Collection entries
- - - -
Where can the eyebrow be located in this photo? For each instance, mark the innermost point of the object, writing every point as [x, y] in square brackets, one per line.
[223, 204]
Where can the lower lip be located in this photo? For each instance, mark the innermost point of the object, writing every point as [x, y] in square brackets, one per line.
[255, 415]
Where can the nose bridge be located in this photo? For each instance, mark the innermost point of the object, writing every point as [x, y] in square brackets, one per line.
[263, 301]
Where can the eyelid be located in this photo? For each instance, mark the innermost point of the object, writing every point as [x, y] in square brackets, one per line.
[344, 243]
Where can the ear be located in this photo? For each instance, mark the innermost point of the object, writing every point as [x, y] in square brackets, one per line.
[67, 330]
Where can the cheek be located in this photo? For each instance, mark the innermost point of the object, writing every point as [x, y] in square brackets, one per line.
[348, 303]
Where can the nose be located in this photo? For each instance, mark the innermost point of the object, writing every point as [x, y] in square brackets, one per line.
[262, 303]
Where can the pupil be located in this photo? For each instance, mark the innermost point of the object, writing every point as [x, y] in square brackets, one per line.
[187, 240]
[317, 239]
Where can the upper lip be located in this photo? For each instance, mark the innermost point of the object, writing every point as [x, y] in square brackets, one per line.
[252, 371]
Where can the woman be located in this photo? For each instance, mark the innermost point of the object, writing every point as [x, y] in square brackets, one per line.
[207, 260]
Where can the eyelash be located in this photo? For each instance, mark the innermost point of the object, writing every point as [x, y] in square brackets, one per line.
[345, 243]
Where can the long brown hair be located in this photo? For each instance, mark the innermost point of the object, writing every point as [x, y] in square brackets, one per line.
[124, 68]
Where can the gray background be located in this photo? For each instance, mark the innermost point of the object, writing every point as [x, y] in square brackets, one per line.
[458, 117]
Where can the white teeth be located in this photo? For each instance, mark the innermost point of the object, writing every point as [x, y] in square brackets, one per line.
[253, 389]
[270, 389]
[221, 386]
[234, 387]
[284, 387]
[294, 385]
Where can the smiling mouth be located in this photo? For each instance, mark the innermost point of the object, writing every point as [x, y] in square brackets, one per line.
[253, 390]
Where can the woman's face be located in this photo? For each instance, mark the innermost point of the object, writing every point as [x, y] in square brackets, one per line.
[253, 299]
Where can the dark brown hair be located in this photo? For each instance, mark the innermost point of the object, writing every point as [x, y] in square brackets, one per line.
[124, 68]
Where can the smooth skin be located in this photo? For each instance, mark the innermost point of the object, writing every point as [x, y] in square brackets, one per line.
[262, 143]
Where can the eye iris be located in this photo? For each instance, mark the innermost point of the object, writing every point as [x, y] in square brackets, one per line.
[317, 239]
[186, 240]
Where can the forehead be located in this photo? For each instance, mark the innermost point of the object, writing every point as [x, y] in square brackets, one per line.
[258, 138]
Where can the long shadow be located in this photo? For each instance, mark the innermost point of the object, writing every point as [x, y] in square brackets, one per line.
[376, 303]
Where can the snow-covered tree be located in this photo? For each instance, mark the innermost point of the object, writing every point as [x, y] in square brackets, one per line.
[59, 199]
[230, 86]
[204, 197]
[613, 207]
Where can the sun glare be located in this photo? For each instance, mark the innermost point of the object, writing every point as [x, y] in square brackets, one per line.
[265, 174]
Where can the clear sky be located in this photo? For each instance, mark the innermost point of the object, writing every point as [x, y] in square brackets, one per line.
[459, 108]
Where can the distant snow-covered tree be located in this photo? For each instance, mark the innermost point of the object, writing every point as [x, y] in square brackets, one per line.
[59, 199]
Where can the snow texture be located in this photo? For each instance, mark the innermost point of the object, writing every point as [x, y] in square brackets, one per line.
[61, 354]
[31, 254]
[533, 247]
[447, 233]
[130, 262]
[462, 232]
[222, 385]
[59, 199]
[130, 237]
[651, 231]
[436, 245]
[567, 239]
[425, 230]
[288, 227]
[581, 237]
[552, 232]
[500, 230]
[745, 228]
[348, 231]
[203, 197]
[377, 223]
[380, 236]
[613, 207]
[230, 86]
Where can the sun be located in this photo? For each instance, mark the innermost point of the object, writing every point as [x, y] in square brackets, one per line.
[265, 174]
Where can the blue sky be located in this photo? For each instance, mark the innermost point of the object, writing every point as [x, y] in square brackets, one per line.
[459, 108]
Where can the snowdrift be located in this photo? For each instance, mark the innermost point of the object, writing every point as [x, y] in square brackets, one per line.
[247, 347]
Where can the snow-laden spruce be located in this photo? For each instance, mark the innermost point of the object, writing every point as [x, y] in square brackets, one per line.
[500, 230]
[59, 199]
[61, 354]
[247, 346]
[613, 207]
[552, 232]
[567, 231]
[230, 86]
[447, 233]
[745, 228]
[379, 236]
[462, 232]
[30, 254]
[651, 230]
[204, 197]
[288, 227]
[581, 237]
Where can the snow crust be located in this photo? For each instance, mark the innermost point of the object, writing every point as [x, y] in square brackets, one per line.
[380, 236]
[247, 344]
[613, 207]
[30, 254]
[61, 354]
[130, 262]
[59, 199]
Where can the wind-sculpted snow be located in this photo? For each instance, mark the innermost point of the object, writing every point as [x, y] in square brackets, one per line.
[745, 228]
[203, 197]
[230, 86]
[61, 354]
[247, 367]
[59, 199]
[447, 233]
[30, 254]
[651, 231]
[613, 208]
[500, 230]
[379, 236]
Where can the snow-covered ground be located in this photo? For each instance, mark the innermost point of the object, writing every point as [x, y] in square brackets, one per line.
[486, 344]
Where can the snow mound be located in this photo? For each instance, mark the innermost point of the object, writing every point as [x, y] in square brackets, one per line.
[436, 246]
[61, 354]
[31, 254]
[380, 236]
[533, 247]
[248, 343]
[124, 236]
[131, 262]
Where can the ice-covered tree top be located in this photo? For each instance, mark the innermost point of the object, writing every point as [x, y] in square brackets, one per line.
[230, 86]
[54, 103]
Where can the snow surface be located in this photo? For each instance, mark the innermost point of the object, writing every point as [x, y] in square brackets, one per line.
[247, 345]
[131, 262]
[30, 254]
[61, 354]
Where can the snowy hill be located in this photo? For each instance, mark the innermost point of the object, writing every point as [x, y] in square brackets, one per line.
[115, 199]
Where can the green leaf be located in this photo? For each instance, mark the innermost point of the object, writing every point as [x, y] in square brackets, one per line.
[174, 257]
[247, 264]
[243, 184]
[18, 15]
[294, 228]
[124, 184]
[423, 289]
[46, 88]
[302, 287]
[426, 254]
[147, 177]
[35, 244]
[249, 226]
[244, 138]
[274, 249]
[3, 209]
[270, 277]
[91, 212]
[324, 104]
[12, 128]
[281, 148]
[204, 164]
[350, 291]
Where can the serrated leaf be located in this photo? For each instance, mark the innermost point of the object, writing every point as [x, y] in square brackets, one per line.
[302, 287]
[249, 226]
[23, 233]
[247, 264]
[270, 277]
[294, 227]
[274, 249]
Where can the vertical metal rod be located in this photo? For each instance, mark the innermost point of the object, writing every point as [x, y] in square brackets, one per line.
- - - -
Exercise directions
Copy out the full material exactly as it appears.

Result for this exercise
Where can the eyebrow be located in this photo? For each instance, mark the innermost point of the object, writing every point as [x, y] in square brackets, one per line.
[223, 204]
Where can the lower lip be located in this photo? For each instance, mark the innermost point of the object, writing every point as [x, y] in square brackets, one per line.
[255, 415]
Where can the nose bridge be located in this photo? For each instance, mark the innermost point of the object, writing every point as [x, y] in square brackets, one per line.
[263, 301]
Where can the eyelid be located in this photo? For each instance, mark the innermost point of the object, writing every point as [x, y] in square brackets, one per line.
[344, 243]
Where can the ear be located in this photo? For each instance, mark the innermost point of the object, writing every point as [x, y] in square brackets, one per line.
[67, 330]
Where can the cheek be located in this photo? For each instance, mark the innermost point of the object, writing every point as [x, y] in square brackets, one per line.
[348, 303]
Where can the nose be located in this photo? For each instance, mark the innermost point of the object, writing every point as [x, y] in square brackets, one per line.
[262, 303]
Where can the pupil be located in this photo? For each instance, mark the innermost point of the object, writing every point as [x, y] in square brackets, one per line.
[187, 240]
[317, 239]
Where can the upper lip be located in this photo? For each instance, mark the innermost point of the object, writing every point as [x, y] in square brackets, one per line.
[252, 371]
Where can the woman be located in this photo? For each instance, mark the innermost point of the object, writing every point as [x, y] in square brackets, one per line.
[207, 260]
Where can the eyelash be located in this photo? For each instance, mark the innermost point of the object, writing every point as [x, y] in square brackets, one per line.
[345, 243]
Where can the long brown hair be located in this photo? For each instance, mark the innermost point of the object, writing every point as [x, y] in square brackets, one per line.
[124, 68]
Where can the gray background be located in this photo? For each instance, mark the innermost point of the object, writing every point as [x, y] in square brackets, one per line.
[458, 117]
Where can the white teeth be located in this photo? For each instance, mark the innermost point of the object, writing every point as [x, y] in square brackets, one per line.
[253, 389]
[270, 389]
[221, 386]
[234, 387]
[284, 387]
[294, 385]
Where can the smiling mouth be located in this photo? For each instance, mark the innermost point of the object, writing every point as [x, y] in square brackets, one per line.
[253, 390]
Where can the woman's face be located in this photo? For each instance, mark the innermost point of the object, writing every point as [x, y] in square brackets, one per line.
[253, 299]
Where can the dark brown hair be located in this photo? For each instance, mark the innermost point of the object, writing every point as [x, y] in square brackets, one per line.
[124, 68]
Where can the smooth skin be located in this photo? For each instance, mark the innermost point of the object, writing every point as [x, y] in square brackets, one per line.
[262, 143]
Where can the eye iris be located in this photo? For each instance, mark the innermost point of the object, writing every point as [x, y] in square brackets, one per line.
[317, 239]
[186, 240]
Where can the forehead be located in this photo? For each instance, mark the innermost point of the object, writing every point as [x, y] in square brackets, one per line.
[258, 138]
Where can the long shadow be located in this photo? For each instance, mark the innermost point of the object, writing every point as [x, y] in square brackets, one per line.
[376, 303]
Where can the snow-covered tree be located in this photo? For each instance, mark the innermost point of the object, writing every point as [x, y] in square brackets, one per line.
[59, 199]
[230, 86]
[204, 197]
[613, 207]
Where can the sun glare be located in this photo? For each instance, mark the innermost point of the object, writing every point as [x, y] in square brackets, one per line.
[265, 174]
Where can the clear sky be located in this photo? For each instance, mark the innermost point of the object, writing every point as [x, y] in square brackets, one per line.
[459, 108]
Where can the distant snow-covered tree be located in this photo? For each instance, mark the innermost point of the object, writing every point as [x, y] in square brackets, one per line.
[59, 199]
Where can the snow texture be located in this photo? For each instance, mark the innermost point of the object, writing every point as [x, y] in square brackets, one per line.
[61, 354]
[31, 254]
[533, 247]
[447, 233]
[130, 262]
[462, 232]
[222, 385]
[59, 199]
[130, 237]
[651, 231]
[436, 245]
[567, 239]
[425, 230]
[288, 227]
[581, 237]
[552, 232]
[500, 230]
[745, 228]
[348, 231]
[203, 197]
[377, 223]
[380, 236]
[613, 207]
[230, 86]
Where can the sun be located in this photo? For each instance, mark the innermost point of the object, writing every point as [x, y] in square brackets, one per line.
[265, 174]
Where can the blue sky be located in this photo? For each instance, mark the innermost point of the object, writing every point as [x, y] in square brackets, one per line.
[459, 108]
Where can the snowdrift be located in this photo? For each instance, mark the innermost point of the object, writing every point as [x, y] in square brackets, one per line.
[247, 347]
Where can the snow-laden spruce be located in this photo? For each instance, mark the innermost point of the object, writing every point as [x, y] in square brackets, one per line.
[500, 230]
[59, 199]
[61, 354]
[247, 346]
[613, 207]
[552, 232]
[567, 231]
[230, 86]
[447, 233]
[745, 228]
[379, 236]
[462, 232]
[30, 254]
[651, 230]
[204, 197]
[288, 227]
[581, 237]
Where can the snow crust be located in this photo? For each instance, mark the innermost point of the object, writing every point as [x, y] in square brackets, one per line.
[380, 236]
[247, 344]
[613, 207]
[30, 254]
[61, 354]
[130, 262]
[59, 199]
Where can the wind-sculpted snow be located in this photo? For each instance, mark the innermost point of the object, writing every point as [x, y] in square brackets, one per line.
[745, 228]
[203, 197]
[230, 86]
[61, 354]
[247, 367]
[59, 199]
[447, 233]
[30, 254]
[651, 231]
[613, 208]
[500, 230]
[379, 236]
Where can the snow-covered ground be located in this photo? For each instance, mark the innermost point of the object, writing every point as [x, y] in square brackets, one per line.
[486, 344]
Where can the snow mound be located in this photo? For each instance, mark the innermost point of the object, writing every point as [x, y] in square brackets, one per line.
[436, 246]
[61, 354]
[31, 254]
[380, 236]
[533, 247]
[248, 343]
[124, 236]
[131, 262]
Where can the ice-covered tree top be located in this photo? For each instance, mark the innermost point of the object, writing every point as [x, y] in square brackets, one per line.
[230, 86]
[54, 103]
Where can the snow surface be located in this photo? For each instance, mark the innermost point of the object, writing every point as [x, y] in square brackets, one per line.
[247, 345]
[131, 262]
[30, 254]
[61, 354]
Where can the snowy hill be located in this photo? For each instance, mark the innermost point of the object, writing every point as [x, y] in square brackets, one per line.
[115, 199]
Where can the green leaf be located in this photo? For each instance, mark the innermost point of the object, writing every point as [x, y] in square brackets, one per line.
[174, 257]
[247, 264]
[243, 184]
[18, 15]
[294, 228]
[124, 184]
[423, 289]
[46, 88]
[302, 287]
[426, 254]
[147, 177]
[35, 244]
[249, 226]
[244, 138]
[274, 249]
[3, 209]
[270, 277]
[91, 212]
[324, 104]
[12, 128]
[281, 148]
[204, 164]
[350, 291]
Where can the serrated leaf be located in this photo? For each instance, mark the innermost point of the object, writing every point as [x, y] in square brackets, one per line.
[302, 287]
[249, 226]
[23, 233]
[247, 264]
[270, 277]
[294, 227]
[274, 249]
Where can the vertical metal rod be located in this photo? For each instance, mark the innermost point of the object, writing every point as [x, y] in square brackets, one per line.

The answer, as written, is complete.